EXERCISE TASK 1: Reproduce the AutoAWQ quantization walkthrough word for word.

PASSAGE SHOWN:
Quantizing with AutoAWQ

Let's do a short demo and quantize Mistral 7B!

First, we install autoawq. It will allow us to easily quantize and perform inference on AWQ models! AutoAWQ also provides, by default, a pile-val dataset that will be used for the quantization process!

!pip install autoawq

Once we're done, we can download the model we want to quantize. First, let's log in with a read access token so we have access to the models.

Note: You need to first accept the terms in the repo.

from huggingface_hub import login

login("read_token")

Now everything is ready, so we can load the model and quantize it! Here, we will quantize the model to 4-bit!

from awq import AutoAWQForCausalLM
from transformers import AutoTokenizer

pretrained_model_dir = "mistralai/Mistral-7B-Instruct-v0.3"
quantized_model_dir = "mistral_awq_quant"

model = AutoAWQForCausalLM.from_pretrained(
    pretrained_model_dir, **{"low_cpu_mem_usage": True, "use_cache": False}
)
tokenizer = AutoTokenizer.from_pretrained(pretrained_model_dir, trust_remote_code=True)

# quantize the model
quant_config = { "zero_point": True, "q_group_size": 128, "w_bit": 4, "version": "GEMM" }
model.quantize(tokenizer, quant_config=quant_config)

Now that the model is quantized, we can save it so we can share it or load it later! Since quantizing with AWQ takes a while and some resources, it's advised to always save them.

EXTRACTED INFORMATION:
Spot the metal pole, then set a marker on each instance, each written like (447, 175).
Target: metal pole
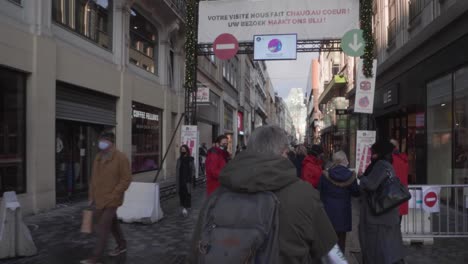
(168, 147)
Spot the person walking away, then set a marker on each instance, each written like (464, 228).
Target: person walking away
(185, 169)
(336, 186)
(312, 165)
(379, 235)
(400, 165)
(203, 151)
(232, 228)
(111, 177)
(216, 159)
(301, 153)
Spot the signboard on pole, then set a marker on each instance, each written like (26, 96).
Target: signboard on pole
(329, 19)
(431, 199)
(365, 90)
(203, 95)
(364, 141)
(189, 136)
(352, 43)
---
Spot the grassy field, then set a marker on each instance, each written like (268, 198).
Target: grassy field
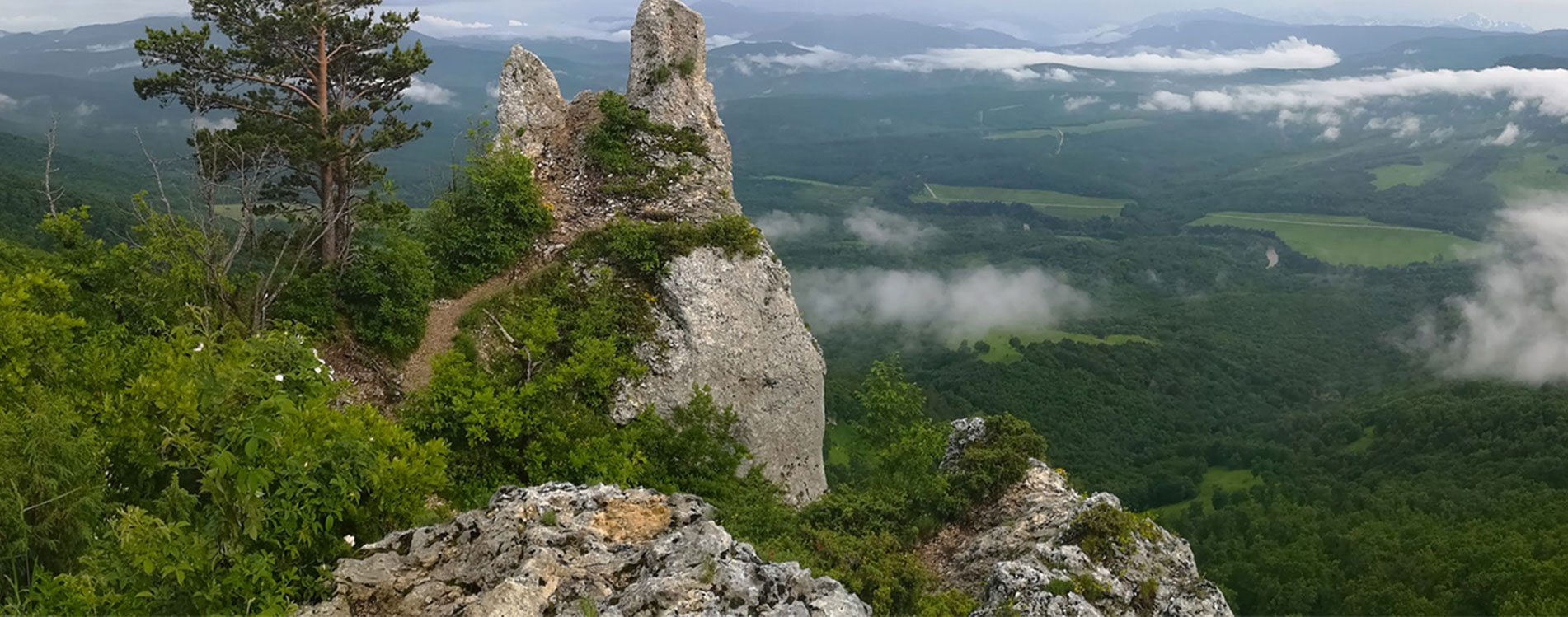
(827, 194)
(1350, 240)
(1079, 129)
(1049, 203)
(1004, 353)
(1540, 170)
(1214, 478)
--
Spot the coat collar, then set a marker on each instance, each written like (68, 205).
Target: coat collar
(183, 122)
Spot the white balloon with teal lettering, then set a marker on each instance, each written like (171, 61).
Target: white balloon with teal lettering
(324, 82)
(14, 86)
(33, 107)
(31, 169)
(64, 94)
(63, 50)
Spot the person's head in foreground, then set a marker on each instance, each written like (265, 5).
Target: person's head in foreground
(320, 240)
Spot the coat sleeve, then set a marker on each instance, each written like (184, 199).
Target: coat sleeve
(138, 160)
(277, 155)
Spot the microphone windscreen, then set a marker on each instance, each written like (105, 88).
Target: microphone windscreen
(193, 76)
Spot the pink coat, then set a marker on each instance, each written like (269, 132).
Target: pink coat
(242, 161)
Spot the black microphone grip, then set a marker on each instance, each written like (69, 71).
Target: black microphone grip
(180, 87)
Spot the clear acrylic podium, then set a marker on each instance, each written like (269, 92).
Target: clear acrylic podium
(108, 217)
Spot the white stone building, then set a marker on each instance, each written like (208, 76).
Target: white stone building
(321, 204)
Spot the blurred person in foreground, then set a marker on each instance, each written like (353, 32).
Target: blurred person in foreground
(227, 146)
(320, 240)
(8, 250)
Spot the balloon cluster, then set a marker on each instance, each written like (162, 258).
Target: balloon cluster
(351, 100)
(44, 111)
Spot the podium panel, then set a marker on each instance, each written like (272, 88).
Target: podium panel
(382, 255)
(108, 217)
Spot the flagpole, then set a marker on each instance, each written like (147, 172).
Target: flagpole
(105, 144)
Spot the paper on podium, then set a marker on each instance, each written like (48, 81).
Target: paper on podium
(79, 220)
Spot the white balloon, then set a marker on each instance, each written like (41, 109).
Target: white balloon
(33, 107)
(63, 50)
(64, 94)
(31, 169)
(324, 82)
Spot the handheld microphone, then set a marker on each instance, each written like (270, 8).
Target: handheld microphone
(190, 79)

EXERCISE TASK 2: In the records, write out everything from "Spot the grassy" down to "(1214, 478)" again, swapping "grassy field" for "open meadow" and keeping all else the same. Leave the pictures out of your answer.

TASK OUTPUT 1:
Quantizing with AutoAWQ

Let's do a short demo and quantize Mistral 7B!

First, we install autoawq. It will allow us to easily quantize and perform inference on AWQ models! AutoAWQ also provides, by default, a pile-val dataset that will be used for the quantization process!

!pip install autoawq

Once we're done, we can download the model we want to quantize. First, let's log in with a read access token so we have access to the models.

Note: You need to first accept the terms in the repo.

from huggingface_hub import login

login("read_token")

Now everything is ready, so we can load the model and quantize it! Here, we will quantize the model to 4-bit!

from awq import AutoAWQForCausalLM
from transformers import AutoTokenizer

pretrained_model_dir = "mistralai/Mistral-7B-Instruct-v0.3"
quantized_model_dir = "mistral_awq_quant"

model = AutoAWQForCausalLM.from_pretrained(
    pretrained_model_dir, **{"low_cpu_mem_usage": True, "use_cache": False}
)
tokenizer = AutoTokenizer.from_pretrained(pretrained_model_dir, trust_remote_code=True)

# quantize the model
quant_config = { "zero_point": True, "q_group_size": 128, "w_bit": 4, "version": "GEMM" }
model.quantize(tokenizer, quant_config=quant_config)

Now that the model is quantized, we can save it so we can share it or load it later! Since quantizing with AWQ takes a while and some resources, it's advised to always save them.

TASK OUTPUT 2:
Spot the open meadow, then set a marker on each instance, each written like (268, 198).
Target: open meadow
(827, 194)
(1350, 240)
(1079, 129)
(1049, 203)
(1004, 353)
(1540, 170)
(1214, 478)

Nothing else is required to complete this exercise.